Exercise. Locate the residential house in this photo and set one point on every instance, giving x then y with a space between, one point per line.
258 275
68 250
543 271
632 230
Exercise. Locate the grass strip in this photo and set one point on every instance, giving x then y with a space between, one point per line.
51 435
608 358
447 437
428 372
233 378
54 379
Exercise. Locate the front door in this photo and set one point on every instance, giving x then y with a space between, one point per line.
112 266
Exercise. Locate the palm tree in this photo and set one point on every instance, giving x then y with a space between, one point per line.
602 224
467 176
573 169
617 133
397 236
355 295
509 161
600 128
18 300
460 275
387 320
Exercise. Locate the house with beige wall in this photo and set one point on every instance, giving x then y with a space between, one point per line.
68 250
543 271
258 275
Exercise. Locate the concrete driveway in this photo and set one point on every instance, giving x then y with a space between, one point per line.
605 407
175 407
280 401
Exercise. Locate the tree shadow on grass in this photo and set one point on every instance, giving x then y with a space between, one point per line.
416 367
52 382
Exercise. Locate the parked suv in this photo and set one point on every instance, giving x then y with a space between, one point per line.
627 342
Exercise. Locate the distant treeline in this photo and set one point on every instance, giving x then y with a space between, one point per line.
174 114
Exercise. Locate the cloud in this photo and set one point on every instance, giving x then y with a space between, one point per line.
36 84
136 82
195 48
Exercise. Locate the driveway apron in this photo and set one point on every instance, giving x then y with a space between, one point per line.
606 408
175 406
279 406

┄┄┄┄┄┄

** TO DO **
Copy the part of the items that opens with the line containing "Exercise. Locate the cloud" and runs through the end of the items, keeping every request as it is. In the answers, add -34 to each coordinate value.

** SOLUTION **
Exercise. Locate the cloud in this photo and set one point on every instance, giving x then y with a space between, one point per line.
2 50
102 48
161 14
Exercise. Locate the driveway apron in this photo and set one point on every instance, giving x then y with a space between, one point per line.
572 374
141 372
245 372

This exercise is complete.